A verbatim transcription of every record below is required.

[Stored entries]
-=-=-=-=-
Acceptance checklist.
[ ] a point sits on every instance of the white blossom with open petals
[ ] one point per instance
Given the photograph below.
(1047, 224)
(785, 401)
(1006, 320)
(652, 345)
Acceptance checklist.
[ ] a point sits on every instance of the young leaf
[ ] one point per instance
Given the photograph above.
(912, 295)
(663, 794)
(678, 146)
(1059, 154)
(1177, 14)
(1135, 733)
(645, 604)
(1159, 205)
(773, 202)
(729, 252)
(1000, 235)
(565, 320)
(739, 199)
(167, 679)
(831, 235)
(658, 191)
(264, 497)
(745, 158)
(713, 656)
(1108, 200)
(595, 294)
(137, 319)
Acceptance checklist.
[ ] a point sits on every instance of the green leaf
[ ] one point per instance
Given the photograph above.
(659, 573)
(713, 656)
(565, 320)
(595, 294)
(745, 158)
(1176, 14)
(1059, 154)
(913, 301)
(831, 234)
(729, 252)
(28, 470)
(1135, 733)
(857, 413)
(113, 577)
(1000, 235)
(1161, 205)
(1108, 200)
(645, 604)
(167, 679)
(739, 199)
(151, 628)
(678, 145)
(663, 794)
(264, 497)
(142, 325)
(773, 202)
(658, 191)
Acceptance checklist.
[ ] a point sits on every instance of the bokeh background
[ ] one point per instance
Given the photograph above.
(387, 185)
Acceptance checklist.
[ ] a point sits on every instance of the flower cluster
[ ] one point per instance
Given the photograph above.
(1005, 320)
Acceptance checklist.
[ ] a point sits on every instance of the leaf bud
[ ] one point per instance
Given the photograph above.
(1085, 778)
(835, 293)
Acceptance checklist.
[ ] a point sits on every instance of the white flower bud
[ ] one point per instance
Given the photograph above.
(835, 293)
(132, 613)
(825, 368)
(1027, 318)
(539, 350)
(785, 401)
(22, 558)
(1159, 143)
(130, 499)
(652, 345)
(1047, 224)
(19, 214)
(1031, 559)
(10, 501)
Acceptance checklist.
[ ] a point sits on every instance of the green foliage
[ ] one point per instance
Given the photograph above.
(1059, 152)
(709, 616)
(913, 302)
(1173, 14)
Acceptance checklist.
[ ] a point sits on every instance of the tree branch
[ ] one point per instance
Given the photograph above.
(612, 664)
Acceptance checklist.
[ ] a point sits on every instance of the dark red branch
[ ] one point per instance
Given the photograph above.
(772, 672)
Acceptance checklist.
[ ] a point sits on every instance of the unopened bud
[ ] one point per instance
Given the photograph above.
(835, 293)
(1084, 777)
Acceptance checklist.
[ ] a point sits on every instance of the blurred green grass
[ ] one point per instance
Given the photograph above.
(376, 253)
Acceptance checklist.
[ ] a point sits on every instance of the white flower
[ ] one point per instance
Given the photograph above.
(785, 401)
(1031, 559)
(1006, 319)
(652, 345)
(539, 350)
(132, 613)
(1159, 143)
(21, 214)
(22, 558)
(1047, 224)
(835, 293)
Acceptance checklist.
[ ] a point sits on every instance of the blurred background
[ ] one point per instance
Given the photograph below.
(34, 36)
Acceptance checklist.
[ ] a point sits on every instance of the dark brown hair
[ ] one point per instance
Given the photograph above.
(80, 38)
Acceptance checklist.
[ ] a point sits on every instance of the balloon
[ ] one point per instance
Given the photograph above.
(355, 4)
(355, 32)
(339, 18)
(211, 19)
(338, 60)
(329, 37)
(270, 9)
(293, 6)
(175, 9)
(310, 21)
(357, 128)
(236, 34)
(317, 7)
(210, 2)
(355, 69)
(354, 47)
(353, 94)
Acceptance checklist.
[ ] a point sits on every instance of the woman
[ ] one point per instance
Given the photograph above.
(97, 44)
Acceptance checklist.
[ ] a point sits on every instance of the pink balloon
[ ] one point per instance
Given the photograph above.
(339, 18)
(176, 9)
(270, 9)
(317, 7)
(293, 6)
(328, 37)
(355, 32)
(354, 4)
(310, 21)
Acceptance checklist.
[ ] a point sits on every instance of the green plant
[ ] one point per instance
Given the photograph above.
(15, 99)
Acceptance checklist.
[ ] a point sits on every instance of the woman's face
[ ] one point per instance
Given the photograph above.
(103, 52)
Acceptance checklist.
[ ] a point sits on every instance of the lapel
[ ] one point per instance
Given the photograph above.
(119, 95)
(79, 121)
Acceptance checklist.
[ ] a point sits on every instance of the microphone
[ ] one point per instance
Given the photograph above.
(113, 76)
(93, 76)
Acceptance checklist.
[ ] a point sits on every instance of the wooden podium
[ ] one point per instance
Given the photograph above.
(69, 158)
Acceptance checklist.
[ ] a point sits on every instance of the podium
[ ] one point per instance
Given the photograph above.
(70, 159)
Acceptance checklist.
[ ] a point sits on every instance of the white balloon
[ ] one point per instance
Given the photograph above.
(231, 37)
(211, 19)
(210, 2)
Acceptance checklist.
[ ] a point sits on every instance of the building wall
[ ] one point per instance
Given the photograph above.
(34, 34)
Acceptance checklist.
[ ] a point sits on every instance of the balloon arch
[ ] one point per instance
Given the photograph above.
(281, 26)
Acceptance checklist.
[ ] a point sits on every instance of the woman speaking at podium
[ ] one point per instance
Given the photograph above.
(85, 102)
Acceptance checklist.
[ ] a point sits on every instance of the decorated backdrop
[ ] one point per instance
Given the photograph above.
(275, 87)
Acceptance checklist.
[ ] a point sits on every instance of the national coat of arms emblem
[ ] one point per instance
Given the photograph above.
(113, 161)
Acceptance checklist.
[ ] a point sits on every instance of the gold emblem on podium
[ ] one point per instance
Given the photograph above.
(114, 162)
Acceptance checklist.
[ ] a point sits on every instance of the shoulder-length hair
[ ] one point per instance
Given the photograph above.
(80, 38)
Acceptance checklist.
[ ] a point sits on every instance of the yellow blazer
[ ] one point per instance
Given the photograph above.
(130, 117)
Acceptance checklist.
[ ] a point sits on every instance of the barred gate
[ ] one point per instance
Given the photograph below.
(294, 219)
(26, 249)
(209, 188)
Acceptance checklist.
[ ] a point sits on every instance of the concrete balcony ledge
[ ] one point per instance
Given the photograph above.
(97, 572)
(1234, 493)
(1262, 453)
-=-=-=-=-
**Result of the task:**
Acceptance checklist.
[ ] a point sits on every instance of the white blossom with open petals
[ ] one point per instance
Given the photograph below.
(1047, 224)
(785, 401)
(1006, 320)
(652, 345)
Acceptance checklist.
[ ] a point sits on every instance of the young leaf
[ ] one point per instance
Given the photograph above.
(912, 295)
(663, 794)
(678, 146)
(1059, 154)
(1177, 14)
(1135, 733)
(645, 604)
(1159, 205)
(773, 202)
(729, 252)
(1000, 235)
(565, 320)
(739, 199)
(167, 679)
(831, 235)
(658, 191)
(264, 497)
(745, 158)
(713, 656)
(1108, 200)
(595, 294)
(137, 319)
Acceptance checklist.
[ ] a point sits on every instance of the green leaf
[ ] one point per instance
Given the photograph above.
(659, 573)
(713, 656)
(565, 320)
(595, 294)
(745, 158)
(1176, 14)
(1059, 154)
(913, 301)
(831, 234)
(729, 252)
(28, 470)
(1135, 733)
(857, 413)
(113, 577)
(1000, 235)
(1161, 205)
(1108, 200)
(645, 604)
(167, 679)
(739, 199)
(151, 628)
(678, 145)
(663, 794)
(264, 497)
(142, 325)
(773, 202)
(658, 191)
Acceptance checklist.
[ ] a point sits on every instance of the bokeh background
[ ] one point per instance
Given the photograph above.
(387, 185)
Acceptance checklist.
[ ] a point sits on every instance of the flower cluster
[ ] one point per instance
Given the photograph above.
(1005, 320)
Acceptance checklist.
[ ] a point sits on every instance of the leaf bud
[ ] one point per instance
Given the photograph above.
(1085, 778)
(835, 293)
Acceptance checklist.
[ ] a point sits on every instance of the white flower bud
[ ] one point per instance
Given the photograph above.
(835, 293)
(132, 613)
(825, 368)
(1027, 318)
(539, 350)
(785, 401)
(22, 558)
(1159, 143)
(130, 499)
(652, 345)
(1047, 224)
(19, 214)
(1031, 559)
(10, 501)
Acceptance checklist.
[ ] a point sits on every instance of the green foliage
[ ] one point per instance
Given the photograph above.
(1059, 152)
(709, 616)
(913, 302)
(1173, 14)
Acceptance checklist.
[ ] a point sits on every instance of the tree branch
[ ] one point per instance
Given the photograph above.
(612, 664)
Acceptance checklist.
[ ] a point sits on every instance of the dark red branch
[ ] one point per instance
Given the photograph above.
(772, 672)
Acceptance checklist.
[ ] a point sits on every instance of the unopened bud
[ ] one point per instance
Given the photograph above.
(835, 293)
(1084, 777)
Acceptance checklist.
[ ] a point sits on every instance of the blurred green grass
[ ] one point per instance
Given the photograph above.
(376, 253)
Acceptance checklist.
[ ] a point sits on every instance of the white flower
[ ] one point per instance
Given the photograph above.
(785, 401)
(1031, 559)
(1006, 319)
(652, 345)
(539, 350)
(132, 613)
(1159, 143)
(21, 214)
(22, 558)
(1047, 224)
(835, 293)
Acceptance checklist.
[ ] a point sits on every instance of the blurred background
[ ] one point per instance
Given the photograph below.
(34, 36)
Acceptance checklist.
[ ] a point sits on every instance of the dark brown hair
[ ] one point per instance
Given the photograph above.
(80, 38)
Acceptance checklist.
[ ] a point sits on every instance of the balloon
[ ] one point per instance
Given the photograph above.
(355, 4)
(355, 32)
(339, 18)
(211, 19)
(338, 60)
(329, 37)
(270, 9)
(293, 6)
(175, 9)
(310, 21)
(357, 128)
(236, 34)
(317, 7)
(210, 2)
(355, 69)
(354, 47)
(353, 94)
Acceptance checklist.
[ ] a point sits on every instance of the woman
[ ] one point per instance
Given the photograph above.
(97, 44)
Acceptance checklist.
[ ] a point sits on every instance of the pink balloon
[ ] one point per instance
Given the photograph above.
(339, 18)
(176, 9)
(270, 9)
(317, 7)
(293, 6)
(328, 37)
(355, 32)
(354, 4)
(310, 21)
Acceptance checklist.
[ ] a point sits on every instance of the green plant
[ ] one point per instance
Given the photograph above.
(15, 99)
Acceptance checklist.
[ ] a point sits on every instance of the woman's face
[ ] one point per instance
Given the photograph above.
(103, 52)
Acceptance checklist.
[ ] a point sits on every instance of the lapel
[ ] one point per instance
Given the photograph above.
(119, 95)
(79, 121)
Acceptance checklist.
[ ] a point sits on every instance of the microphone
[ ] one point per instance
Given the photograph above.
(113, 76)
(93, 76)
Acceptance checklist.
[ ] a point sits on every instance of the wooden podium
[ ] one point per instance
Given the photograph above.
(69, 158)
Acceptance checklist.
[ ] a point sits on every instance of the podium
[ ] one point per instance
Given the photograph above.
(70, 159)
Acceptance checklist.
[ ] a point sits on every instance of the white balloon
[ ] one point per instance
Given the photograph above.
(231, 37)
(211, 19)
(210, 2)
Acceptance checklist.
[ ] a point sits on every instance of the building wall
[ ] one point per instance
Given the photograph above.
(34, 34)
Acceptance checklist.
[ ] a point sits on every instance of the balloon arch
[ ] one point per instance
Given the photograph above.
(281, 26)
Acceptance checklist.
[ ] a point sits on every instance of the woman speaking at podium
[ ] one point per instance
Given the photograph above.
(85, 102)
Acceptance checklist.
[ ] a point sits on every instance of the decorated backdrop
[ ] one point per instance
Given the photograph above.
(275, 87)
Acceptance checklist.
[ ] a point sits on every instance of the national coat of arms emblem
[ ] one point per instance
Given the photograph above.
(113, 161)
Acceptance checklist.
[ ] a point sits on every instance of the gold emblem on podium
[ ] one point per instance
Given the photograph above.
(114, 162)
Acceptance checklist.
[ ] a point sits on every instance of the shoulder-length hair
[ ] one point per instance
Given the photograph above.
(80, 38)
Acceptance checklist.
[ ] a point sits on every instance of the yellow blazer
[ ] one point per instance
Given the photograph above.
(130, 117)
Acceptance checklist.
[ ] a point sits on every instance of the barred gate
[ ] one point per instance
Given the photograph below.
(294, 219)
(26, 249)
(209, 188)
Acceptance checklist.
[ ] a point sits on every instance of the concrete balcony ledge
[ ] one point per instance
Given the photograph above.
(97, 572)
(1234, 493)
(1262, 453)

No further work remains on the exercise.